=== TEXT SHOWN ===
□ □ □
Interest rate cut likely to be delayed by Bank of England, says former Chancellor Lord Hammond

Former Chancellor Lord Hammond (PA Archive)
Former Chancellor Lord Hammond (PA Archive)

The Bank of England is likely to delay a cut in interest rates, says former Chancellor Lord Hammond.

The Tory peer believes members of the bank’s Monetary Policy Committee (MPC) will be concerned about pay rises well above its two per cent inflation target.

These worries, he added, would have been fuelled by new Chancellor Rachel Reeves announcing inflation-busting pay rises for millions of public sector workers, some of around five per cent.

The MPC is due to announce its decision at midday on Thursday, with the headline rate of inflation now down to two per cent, having peaked at around 11 per cent in October 2022.

“Although the headline rate of inflation now looks relatively stable at two per cent, services are still rising at quite an alarming rate,” Lord Hammond told Sky News.
□ □ □
=== GIVEN INFORMATION ===

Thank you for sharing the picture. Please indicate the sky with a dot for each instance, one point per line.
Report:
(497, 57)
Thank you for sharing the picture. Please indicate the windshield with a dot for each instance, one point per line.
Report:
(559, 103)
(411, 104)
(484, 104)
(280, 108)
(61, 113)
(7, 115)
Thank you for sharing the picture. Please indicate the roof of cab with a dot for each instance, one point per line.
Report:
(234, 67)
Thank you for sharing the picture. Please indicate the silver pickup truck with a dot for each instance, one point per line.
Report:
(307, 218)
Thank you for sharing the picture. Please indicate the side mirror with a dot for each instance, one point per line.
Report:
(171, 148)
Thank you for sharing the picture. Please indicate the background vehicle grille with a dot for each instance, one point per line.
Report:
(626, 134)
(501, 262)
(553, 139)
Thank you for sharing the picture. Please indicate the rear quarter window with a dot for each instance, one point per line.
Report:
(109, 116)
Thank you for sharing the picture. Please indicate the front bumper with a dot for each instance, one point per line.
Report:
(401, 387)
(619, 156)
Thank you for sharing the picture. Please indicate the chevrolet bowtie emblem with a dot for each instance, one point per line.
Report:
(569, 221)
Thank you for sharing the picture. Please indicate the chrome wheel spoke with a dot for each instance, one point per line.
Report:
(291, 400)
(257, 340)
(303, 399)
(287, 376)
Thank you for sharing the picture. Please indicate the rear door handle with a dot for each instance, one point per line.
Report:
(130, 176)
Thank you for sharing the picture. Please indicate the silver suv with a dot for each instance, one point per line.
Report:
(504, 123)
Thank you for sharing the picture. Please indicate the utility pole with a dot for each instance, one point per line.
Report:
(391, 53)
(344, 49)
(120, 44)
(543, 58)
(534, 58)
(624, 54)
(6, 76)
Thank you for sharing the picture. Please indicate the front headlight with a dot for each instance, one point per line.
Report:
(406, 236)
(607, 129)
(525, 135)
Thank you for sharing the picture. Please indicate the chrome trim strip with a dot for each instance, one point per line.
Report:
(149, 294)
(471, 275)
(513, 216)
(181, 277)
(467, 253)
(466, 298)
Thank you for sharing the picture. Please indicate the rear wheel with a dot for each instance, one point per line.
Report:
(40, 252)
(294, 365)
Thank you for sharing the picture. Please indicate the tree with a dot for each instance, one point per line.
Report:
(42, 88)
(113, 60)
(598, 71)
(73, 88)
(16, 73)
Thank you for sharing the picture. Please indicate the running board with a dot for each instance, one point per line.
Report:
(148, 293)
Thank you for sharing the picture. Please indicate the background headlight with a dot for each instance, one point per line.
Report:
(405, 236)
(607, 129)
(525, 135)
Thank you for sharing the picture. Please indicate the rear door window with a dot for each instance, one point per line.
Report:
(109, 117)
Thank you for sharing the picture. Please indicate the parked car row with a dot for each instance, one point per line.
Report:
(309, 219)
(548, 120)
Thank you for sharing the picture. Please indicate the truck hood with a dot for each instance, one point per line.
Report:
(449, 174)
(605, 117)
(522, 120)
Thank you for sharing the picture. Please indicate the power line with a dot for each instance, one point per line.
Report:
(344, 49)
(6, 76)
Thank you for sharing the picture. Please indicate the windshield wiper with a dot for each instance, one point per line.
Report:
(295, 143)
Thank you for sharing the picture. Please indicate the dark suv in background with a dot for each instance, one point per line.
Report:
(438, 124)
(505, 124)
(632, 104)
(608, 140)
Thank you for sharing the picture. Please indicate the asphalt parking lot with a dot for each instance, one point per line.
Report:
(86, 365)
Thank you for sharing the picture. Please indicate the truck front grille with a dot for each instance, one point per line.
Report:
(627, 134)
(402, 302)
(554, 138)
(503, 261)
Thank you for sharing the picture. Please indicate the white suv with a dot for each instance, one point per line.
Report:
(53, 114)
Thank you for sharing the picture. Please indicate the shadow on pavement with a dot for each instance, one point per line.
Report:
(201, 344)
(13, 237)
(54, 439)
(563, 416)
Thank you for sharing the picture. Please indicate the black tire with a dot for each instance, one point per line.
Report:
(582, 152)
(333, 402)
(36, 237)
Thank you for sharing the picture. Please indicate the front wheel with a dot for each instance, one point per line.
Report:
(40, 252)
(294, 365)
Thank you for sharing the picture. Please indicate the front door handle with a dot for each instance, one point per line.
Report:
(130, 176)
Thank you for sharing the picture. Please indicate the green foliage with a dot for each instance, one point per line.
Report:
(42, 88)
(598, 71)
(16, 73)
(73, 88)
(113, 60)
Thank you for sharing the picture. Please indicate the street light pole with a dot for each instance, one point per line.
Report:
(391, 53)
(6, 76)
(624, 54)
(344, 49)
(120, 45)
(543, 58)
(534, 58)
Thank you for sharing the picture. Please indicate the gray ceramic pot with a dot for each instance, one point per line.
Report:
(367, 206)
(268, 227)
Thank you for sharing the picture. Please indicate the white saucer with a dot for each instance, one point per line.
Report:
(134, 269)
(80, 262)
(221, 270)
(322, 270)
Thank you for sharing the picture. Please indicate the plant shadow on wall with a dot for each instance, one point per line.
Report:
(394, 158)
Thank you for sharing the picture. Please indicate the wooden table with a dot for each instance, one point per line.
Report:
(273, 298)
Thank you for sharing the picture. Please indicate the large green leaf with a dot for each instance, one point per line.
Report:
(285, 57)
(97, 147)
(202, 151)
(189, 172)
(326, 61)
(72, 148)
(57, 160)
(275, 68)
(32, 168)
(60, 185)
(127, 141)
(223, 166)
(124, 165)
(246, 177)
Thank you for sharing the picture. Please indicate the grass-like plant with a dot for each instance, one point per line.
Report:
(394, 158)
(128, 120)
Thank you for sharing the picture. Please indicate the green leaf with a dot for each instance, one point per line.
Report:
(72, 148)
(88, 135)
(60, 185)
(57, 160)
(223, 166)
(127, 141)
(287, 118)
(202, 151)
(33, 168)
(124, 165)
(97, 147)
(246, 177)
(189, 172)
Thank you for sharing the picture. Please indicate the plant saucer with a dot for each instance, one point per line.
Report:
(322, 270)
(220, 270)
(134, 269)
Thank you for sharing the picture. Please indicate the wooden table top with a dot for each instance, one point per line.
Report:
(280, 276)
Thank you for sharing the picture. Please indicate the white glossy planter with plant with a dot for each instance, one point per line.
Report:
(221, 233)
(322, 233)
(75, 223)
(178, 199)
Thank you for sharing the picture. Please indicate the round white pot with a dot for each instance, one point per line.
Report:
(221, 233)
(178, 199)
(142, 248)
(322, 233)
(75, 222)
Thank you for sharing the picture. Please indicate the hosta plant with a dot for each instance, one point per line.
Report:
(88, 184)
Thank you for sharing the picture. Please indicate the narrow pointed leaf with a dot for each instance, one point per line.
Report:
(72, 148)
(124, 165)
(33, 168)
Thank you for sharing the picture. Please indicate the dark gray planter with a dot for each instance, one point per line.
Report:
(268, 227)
□ □ □
=== COMPLETE THE FOLLOWING ===
1. From the article on the Bank of England's interest rate decision, copy out the stretch from "Interest rate cut" through "Chancellor Lord Hammond.".
2. List every distinct percentage figure given in the article on the Bank of England's interest rate decision.
3. Carry on the article on the Bank of England's interest rate decision from where it stops.

=== ANSWERS TO THIS EXERCISE ===
1.
Interest rate cut likely to be delayed by Bank of England, says former Chancellor Lord Hammond

Former Chancellor Lord Hammond (PA Archive)
Former Chancellor Lord Hammond (PA Archive)

The Bank of England is likely to delay a cut in interest rates, says former Chancellor Lord Hammond.

2. two per cent, around five per cent, around 11 per cent

3.
“The cost of services...is being driven by wage increases that are way above the rate of inflation.”

He added: “The Bank of England will be worrying that these wage increases are going to feed back into a spiral that will start to push prices back up again.

“So, I think there is quite likely to be a majority on the MPC for waiting a little bit longer.”

He explained further: “Of course, Rachel Reeves this week has given a boost to those concerns by accepting public sector pay review body settlements in full.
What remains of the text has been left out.